Using the entries below, output exactly the line containing "the black tire." and all lines that follow it to the end.

=-=-=-=-=

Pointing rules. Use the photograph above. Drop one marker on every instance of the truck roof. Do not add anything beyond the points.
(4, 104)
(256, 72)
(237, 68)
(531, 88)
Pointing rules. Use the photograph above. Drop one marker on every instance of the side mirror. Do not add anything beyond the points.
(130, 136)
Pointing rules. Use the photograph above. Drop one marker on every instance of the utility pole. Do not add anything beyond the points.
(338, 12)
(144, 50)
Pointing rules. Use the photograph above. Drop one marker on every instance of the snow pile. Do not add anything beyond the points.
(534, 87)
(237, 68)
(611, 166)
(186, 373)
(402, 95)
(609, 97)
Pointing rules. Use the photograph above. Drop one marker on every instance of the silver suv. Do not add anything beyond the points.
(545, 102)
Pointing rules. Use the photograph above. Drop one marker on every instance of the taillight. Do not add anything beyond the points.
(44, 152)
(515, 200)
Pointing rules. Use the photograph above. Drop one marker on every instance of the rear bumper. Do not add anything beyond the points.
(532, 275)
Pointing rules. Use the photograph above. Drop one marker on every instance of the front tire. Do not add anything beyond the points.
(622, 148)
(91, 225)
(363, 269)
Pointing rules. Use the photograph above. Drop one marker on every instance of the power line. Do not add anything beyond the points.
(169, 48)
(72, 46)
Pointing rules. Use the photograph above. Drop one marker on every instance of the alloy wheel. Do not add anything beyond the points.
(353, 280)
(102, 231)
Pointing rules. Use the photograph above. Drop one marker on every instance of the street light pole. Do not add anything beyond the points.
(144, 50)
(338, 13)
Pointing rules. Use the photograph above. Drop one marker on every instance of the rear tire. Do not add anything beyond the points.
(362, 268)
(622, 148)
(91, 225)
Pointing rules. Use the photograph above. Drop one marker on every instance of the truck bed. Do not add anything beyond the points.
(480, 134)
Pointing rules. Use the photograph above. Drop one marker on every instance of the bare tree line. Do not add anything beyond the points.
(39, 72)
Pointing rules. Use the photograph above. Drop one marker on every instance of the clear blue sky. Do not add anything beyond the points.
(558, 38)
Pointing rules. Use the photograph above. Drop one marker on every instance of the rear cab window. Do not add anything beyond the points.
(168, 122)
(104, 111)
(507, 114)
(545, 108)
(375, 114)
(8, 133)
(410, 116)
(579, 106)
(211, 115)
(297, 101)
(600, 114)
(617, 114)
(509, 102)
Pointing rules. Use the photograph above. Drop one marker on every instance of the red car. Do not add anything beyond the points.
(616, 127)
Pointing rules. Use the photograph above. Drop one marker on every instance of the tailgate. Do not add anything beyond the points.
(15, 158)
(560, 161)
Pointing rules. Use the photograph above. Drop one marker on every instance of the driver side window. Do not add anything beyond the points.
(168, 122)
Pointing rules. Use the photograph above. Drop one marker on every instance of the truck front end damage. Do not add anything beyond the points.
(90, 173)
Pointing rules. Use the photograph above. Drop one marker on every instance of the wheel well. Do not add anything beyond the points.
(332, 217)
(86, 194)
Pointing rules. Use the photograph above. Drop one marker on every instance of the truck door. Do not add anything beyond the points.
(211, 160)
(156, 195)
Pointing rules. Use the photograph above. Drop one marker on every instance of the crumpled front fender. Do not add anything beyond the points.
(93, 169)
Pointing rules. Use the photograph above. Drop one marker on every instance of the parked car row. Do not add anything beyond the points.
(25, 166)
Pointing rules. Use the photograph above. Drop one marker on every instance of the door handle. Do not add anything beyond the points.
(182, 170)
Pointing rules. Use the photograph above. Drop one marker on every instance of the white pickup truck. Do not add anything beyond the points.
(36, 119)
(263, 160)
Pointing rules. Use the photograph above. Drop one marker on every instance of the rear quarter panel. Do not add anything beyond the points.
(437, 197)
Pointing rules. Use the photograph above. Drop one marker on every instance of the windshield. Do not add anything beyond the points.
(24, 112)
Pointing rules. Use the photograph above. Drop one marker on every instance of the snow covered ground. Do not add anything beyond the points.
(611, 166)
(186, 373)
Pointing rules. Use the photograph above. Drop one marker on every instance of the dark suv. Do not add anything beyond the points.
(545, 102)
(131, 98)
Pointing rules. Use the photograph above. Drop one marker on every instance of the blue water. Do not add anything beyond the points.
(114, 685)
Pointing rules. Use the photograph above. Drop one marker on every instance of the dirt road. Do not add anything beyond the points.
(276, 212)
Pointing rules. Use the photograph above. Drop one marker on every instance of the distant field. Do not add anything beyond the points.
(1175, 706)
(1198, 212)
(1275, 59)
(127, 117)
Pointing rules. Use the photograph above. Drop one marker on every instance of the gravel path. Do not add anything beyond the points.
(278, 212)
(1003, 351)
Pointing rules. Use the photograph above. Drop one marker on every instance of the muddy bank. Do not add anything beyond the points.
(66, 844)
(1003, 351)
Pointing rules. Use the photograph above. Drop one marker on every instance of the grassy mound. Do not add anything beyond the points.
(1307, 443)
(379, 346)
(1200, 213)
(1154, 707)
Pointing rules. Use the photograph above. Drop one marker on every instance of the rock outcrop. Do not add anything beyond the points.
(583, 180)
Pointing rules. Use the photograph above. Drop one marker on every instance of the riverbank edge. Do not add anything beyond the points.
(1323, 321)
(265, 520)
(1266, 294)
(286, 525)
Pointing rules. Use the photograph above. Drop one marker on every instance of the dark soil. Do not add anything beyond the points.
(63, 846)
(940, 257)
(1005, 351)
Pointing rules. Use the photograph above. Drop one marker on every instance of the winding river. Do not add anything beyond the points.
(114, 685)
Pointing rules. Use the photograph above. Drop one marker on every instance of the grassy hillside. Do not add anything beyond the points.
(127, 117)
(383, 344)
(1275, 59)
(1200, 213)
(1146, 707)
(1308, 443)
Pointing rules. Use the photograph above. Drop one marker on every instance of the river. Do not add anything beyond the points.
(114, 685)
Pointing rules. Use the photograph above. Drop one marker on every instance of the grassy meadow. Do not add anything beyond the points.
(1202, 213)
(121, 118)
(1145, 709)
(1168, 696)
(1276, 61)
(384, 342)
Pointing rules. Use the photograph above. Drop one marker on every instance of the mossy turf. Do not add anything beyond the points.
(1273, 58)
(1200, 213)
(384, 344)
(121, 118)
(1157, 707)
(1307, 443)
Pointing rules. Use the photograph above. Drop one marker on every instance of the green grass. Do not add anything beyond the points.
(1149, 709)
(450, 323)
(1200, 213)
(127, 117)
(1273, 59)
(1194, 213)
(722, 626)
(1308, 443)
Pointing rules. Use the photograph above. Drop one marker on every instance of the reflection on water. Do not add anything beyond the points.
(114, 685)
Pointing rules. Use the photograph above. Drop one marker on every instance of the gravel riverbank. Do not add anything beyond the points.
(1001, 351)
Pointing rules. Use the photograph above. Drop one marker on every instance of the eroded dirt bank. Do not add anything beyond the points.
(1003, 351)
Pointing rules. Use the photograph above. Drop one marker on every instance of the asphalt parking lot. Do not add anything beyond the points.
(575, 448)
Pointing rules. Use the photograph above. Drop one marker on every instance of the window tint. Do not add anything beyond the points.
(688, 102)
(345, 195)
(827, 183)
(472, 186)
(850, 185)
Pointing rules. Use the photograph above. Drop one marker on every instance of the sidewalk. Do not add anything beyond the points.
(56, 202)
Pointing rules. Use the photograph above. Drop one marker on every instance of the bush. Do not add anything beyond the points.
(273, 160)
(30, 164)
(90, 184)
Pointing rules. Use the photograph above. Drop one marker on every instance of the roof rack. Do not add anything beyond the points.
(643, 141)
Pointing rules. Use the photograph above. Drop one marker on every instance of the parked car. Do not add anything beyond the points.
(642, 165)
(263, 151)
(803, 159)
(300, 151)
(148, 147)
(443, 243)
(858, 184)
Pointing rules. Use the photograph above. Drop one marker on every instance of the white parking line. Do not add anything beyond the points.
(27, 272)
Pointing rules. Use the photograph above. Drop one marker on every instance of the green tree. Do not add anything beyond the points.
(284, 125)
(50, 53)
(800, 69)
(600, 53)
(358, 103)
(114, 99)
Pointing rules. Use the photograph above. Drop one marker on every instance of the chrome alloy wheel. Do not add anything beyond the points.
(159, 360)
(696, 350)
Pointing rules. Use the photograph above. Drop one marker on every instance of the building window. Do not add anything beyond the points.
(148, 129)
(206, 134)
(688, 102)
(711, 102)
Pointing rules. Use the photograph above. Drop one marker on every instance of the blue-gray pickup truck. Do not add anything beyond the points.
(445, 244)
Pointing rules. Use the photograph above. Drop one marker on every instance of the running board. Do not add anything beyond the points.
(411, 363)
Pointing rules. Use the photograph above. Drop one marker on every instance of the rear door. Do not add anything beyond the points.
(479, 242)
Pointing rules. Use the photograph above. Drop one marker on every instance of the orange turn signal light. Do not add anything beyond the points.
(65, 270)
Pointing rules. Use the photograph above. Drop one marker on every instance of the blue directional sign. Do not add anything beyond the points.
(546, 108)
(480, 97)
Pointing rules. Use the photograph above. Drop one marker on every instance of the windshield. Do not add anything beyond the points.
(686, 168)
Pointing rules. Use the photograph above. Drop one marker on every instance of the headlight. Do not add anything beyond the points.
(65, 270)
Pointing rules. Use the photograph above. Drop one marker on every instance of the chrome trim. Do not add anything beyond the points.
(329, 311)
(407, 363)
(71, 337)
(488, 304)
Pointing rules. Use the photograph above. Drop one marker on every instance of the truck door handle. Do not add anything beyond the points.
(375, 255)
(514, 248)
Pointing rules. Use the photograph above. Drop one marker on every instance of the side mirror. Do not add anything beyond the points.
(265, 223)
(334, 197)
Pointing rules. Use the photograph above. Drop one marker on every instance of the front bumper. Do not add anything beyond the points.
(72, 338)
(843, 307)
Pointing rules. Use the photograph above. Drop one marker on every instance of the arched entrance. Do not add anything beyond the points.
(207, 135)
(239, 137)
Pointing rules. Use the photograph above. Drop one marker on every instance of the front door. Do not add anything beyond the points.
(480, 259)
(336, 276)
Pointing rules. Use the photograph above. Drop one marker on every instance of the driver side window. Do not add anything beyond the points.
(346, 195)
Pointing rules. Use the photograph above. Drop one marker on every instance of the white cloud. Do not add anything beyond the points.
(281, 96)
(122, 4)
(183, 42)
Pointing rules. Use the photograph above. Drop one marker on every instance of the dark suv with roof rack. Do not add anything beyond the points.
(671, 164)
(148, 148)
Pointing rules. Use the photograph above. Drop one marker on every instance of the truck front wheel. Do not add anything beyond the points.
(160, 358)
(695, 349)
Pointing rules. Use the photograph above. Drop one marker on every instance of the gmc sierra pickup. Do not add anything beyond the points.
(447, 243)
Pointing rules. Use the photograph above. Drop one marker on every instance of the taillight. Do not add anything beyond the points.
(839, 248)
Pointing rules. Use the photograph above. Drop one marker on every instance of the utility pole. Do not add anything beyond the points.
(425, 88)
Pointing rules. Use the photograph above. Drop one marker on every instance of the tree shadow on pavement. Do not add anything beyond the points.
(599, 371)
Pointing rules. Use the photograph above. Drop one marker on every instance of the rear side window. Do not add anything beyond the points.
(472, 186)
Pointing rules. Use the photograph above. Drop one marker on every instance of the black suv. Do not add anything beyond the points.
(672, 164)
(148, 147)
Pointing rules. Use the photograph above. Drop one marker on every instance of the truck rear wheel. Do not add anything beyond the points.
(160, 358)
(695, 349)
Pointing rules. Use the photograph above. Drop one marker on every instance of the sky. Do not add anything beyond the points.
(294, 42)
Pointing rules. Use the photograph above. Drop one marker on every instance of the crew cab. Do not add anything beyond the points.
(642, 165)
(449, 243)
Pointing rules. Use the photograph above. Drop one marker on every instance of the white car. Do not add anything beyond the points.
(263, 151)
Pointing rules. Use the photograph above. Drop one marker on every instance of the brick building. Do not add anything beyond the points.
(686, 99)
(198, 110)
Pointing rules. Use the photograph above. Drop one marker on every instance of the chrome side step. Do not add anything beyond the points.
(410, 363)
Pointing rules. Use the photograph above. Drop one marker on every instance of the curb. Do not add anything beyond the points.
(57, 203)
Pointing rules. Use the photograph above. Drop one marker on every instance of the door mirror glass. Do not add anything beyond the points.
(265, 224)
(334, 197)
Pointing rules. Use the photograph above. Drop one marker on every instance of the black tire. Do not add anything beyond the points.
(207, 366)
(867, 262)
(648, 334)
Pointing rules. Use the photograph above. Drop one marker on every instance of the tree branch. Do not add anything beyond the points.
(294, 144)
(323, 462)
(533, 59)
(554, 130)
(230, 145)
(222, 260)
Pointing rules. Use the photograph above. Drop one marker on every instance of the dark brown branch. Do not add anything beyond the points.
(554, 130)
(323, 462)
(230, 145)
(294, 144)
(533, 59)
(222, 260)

=-=-=-=-=

**Full output**
Pointing rules. Use the photograph above. Drop one marker on every instance of the black tire. Do not add anything beyond the points.
(207, 366)
(867, 262)
(648, 334)
Pointing rules. Use the photograph above. Drop one marker on every instance of the tree branch. Do not add anything beyond the points.
(294, 144)
(323, 462)
(533, 59)
(554, 130)
(230, 145)
(222, 260)
Pointing rules. Use the photograph above. Drop one marker on every instance of the dark brown branch. Do not add anything beyond the points.
(554, 130)
(323, 462)
(230, 145)
(294, 144)
(533, 59)
(222, 260)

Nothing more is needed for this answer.